For each record below, output its text exactly and skip any picture.

RECORDS SUPPLIED Start Marker

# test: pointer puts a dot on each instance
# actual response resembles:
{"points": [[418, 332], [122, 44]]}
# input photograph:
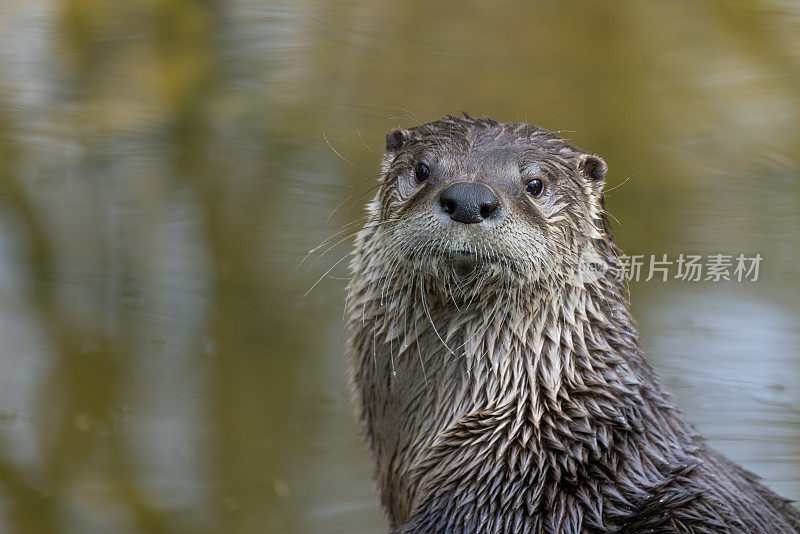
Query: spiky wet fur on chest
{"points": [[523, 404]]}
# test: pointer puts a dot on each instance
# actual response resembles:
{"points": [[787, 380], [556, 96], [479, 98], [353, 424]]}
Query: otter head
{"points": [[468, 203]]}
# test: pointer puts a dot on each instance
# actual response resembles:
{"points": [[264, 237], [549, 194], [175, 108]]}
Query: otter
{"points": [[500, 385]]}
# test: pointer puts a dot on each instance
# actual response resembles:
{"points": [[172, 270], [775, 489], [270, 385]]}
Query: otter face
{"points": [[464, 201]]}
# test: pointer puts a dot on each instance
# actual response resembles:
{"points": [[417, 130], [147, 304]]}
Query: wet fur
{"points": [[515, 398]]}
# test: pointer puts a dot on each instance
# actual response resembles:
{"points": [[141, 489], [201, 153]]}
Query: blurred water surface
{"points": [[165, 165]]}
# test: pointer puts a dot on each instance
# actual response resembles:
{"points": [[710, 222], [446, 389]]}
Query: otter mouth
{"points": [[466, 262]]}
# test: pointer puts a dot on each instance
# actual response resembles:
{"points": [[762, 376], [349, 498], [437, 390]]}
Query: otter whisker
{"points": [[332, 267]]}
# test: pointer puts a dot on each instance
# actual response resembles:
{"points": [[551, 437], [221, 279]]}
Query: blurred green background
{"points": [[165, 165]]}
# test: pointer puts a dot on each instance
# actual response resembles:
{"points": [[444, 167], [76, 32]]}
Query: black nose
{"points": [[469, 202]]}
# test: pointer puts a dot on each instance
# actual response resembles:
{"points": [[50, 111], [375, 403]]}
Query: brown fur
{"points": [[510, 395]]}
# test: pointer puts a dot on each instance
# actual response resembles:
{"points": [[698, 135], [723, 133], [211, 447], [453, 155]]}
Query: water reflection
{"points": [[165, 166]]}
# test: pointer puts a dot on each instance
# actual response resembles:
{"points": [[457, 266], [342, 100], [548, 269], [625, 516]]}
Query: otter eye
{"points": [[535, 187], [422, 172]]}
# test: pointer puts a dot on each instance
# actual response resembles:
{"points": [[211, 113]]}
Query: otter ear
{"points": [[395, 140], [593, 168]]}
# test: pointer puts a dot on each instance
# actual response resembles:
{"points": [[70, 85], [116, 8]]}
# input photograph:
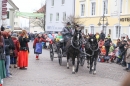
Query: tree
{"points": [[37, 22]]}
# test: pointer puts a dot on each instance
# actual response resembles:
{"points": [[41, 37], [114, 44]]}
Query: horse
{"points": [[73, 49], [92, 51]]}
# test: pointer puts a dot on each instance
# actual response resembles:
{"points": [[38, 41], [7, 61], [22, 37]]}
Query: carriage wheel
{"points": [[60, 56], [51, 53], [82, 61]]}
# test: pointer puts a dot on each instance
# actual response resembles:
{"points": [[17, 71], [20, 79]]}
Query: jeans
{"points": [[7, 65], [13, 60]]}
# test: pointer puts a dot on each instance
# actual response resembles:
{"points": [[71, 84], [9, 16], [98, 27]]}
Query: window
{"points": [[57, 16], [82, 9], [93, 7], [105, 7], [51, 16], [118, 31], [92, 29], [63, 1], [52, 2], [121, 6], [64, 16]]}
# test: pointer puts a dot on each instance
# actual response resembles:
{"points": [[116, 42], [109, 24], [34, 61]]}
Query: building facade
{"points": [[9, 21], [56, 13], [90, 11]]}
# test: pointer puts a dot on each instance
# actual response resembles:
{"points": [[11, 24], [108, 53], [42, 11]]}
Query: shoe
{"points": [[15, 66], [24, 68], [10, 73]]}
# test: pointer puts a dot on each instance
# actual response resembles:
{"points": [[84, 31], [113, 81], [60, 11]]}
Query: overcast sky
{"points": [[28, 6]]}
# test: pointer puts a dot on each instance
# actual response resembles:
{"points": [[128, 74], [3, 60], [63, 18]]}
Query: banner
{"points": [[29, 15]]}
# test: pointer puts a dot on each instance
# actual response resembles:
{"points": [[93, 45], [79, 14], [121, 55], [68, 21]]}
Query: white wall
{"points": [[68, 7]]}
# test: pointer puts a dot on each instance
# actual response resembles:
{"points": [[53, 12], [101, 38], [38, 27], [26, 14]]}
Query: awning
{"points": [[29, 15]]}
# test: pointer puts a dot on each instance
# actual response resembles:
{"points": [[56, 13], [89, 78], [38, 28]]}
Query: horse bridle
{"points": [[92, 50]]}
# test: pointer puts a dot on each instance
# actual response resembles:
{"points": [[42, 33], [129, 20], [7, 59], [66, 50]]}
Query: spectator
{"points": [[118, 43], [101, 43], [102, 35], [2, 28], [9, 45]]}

RECORDS SUPPLIED End Marker

## THE COMPLETED TASK
# test: pointer puts a dot on each instance
# actual response resembles:
{"points": [[418, 332], [122, 44]]}
# input photograph:
Query: spiky wet fur on chest
{"points": [[523, 404]]}
# test: pointer puts a dot on each instance
# actual response resembles:
{"points": [[787, 380], [556, 96], [479, 98], [353, 424]]}
Query: otter head
{"points": [[468, 203]]}
# test: pointer puts a dot on each instance
# actual response resembles:
{"points": [[264, 237], [549, 194], [175, 108]]}
Query: otter
{"points": [[500, 385]]}
# test: pointer puts a dot on each instance
# actual response resembles:
{"points": [[172, 270], [775, 489], [270, 385]]}
Query: otter face
{"points": [[464, 201]]}
# test: pointer puts a dot on each instance
# actual response resembles:
{"points": [[417, 130], [147, 304]]}
Query: wet fur
{"points": [[515, 398]]}
# test: pointer puts a dot on each instance
# actual response resembles:
{"points": [[141, 489], [201, 153]]}
Query: blurred water surface
{"points": [[165, 165]]}
# test: pointer puts a dot on each instance
# actual response resembles:
{"points": [[710, 222], [446, 389]]}
Query: otter mouth
{"points": [[466, 262]]}
# test: pointer puts a dot on each instance
# actual response resembles:
{"points": [[762, 376], [349, 498], [437, 390]]}
Query: otter whisker
{"points": [[332, 267]]}
# test: pointer puts a dot on each instance
# actual response resembles:
{"points": [[551, 437], [221, 279]]}
Query: blurred green background
{"points": [[165, 165]]}
# test: pointer puts a dot on each instance
# actual response resembles:
{"points": [[444, 167], [76, 32]]}
Query: black nose
{"points": [[469, 202]]}
# test: pointer puts a dot on each instance
# actual response resembles:
{"points": [[50, 111], [375, 403]]}
Query: brown fur
{"points": [[510, 395]]}
# test: pointer puts a dot on each instance
# actual response resembles:
{"points": [[698, 135], [723, 133], [211, 447], [453, 155]]}
Query: water reflection
{"points": [[165, 166]]}
# test: pointer puts a dot on each instance
# actual response resembles:
{"points": [[457, 266], [342, 100], [548, 269], [625, 516]]}
Query: otter eye
{"points": [[535, 187], [422, 172]]}
# test: pointer puts a dot on each instance
# actual response resembles:
{"points": [[211, 113]]}
Query: otter ear
{"points": [[395, 140], [593, 168]]}
# test: pointer puts a dot on each instance
# actual response resembles:
{"points": [[70, 85], [116, 8]]}
# input photograph:
Query: tree
{"points": [[37, 22]]}
# test: pointer puts a dot on each instance
# actual response resembles:
{"points": [[41, 37], [114, 44]]}
Query: horse
{"points": [[73, 49], [92, 51]]}
# test: pointer puts a dot on each instance
# actual response resembles:
{"points": [[38, 41], [7, 61], [22, 37]]}
Query: carriage wheel
{"points": [[60, 56], [51, 53], [82, 61]]}
# test: pointer puts a dot on each instance
# actual response resembles:
{"points": [[17, 71], [20, 79]]}
Query: jeans
{"points": [[7, 65], [13, 60]]}
# test: pointer puts a dot on each instance
# actual response resembles:
{"points": [[71, 84], [9, 16], [98, 27]]}
Query: window
{"points": [[57, 16], [82, 9], [93, 7], [105, 7], [51, 16], [118, 31], [92, 29], [63, 1], [52, 2], [121, 6], [64, 16]]}
# test: pointer puts a dot on each instance
# actual response resembles:
{"points": [[116, 42], [109, 24], [34, 61]]}
Query: building facade
{"points": [[9, 21], [56, 13], [90, 11]]}
# test: pointer puts a dot on each instance
# actual response resembles:
{"points": [[11, 24], [108, 53], [42, 11]]}
Query: shoe
{"points": [[15, 66], [24, 68], [10, 73]]}
# test: pointer puts a dot on each instance
# actual response resembles:
{"points": [[84, 31], [113, 81], [60, 11]]}
Query: overcast sky
{"points": [[28, 6]]}
# test: pointer puts a dot on each instance
# actual response resembles:
{"points": [[128, 74], [3, 60], [63, 18]]}
Query: banner
{"points": [[29, 15]]}
# test: pointer puts a dot on each instance
# actual response resembles:
{"points": [[93, 45], [79, 14], [121, 55], [68, 21]]}
Query: white wall
{"points": [[68, 7]]}
# test: pointer puts a dot on each instance
# actual response resembles:
{"points": [[53, 12], [101, 38], [38, 27], [26, 14]]}
Query: awning
{"points": [[29, 15]]}
# test: pointer puts a dot on each instance
# actual response resembles:
{"points": [[56, 13], [89, 78], [38, 28]]}
Query: horse bridle
{"points": [[92, 50]]}
# test: pointer puts a dot on each instance
# actual response resembles:
{"points": [[42, 33], [129, 20], [7, 59], [66, 50]]}
Query: spectator
{"points": [[118, 43], [101, 43], [102, 35], [2, 28], [9, 45]]}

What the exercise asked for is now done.